+++ TASK MATERIAL +++
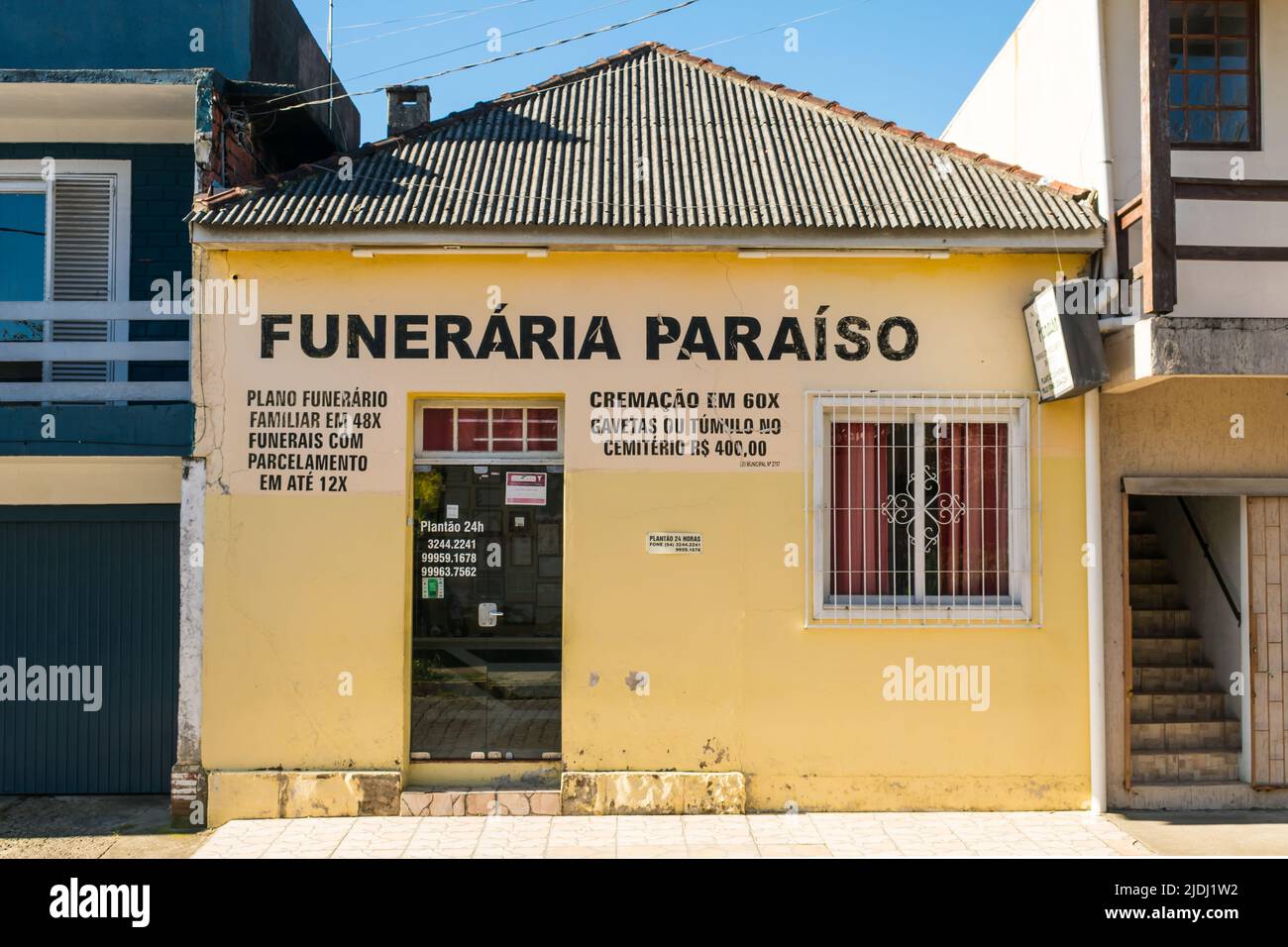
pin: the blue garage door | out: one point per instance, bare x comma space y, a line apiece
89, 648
+++
+++ TASK MATERIAL +++
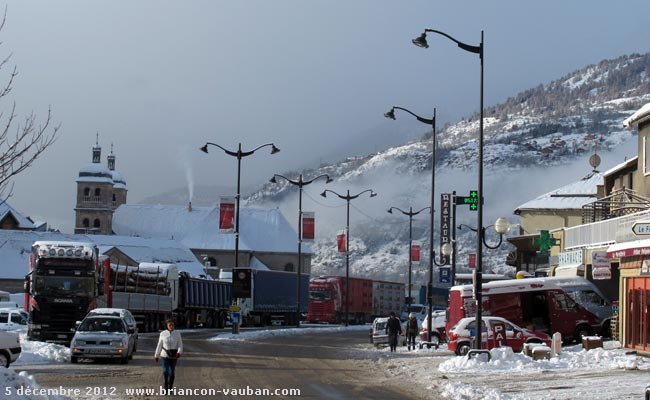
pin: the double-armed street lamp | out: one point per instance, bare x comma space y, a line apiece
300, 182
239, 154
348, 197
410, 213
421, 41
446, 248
+++
▶ [WHAT IS ASKED] List every line of the items above that contains the string "bare", copying each line in full. Treat uppercase and lowercase letters as different.

▶ [THE SOLUTION]
pin: the blue garage door | out: one point per instance, bare x comma space y, a line apiece
pin: the double-armed street lamp | out: one point per instance, bare x comma space y, a line apiece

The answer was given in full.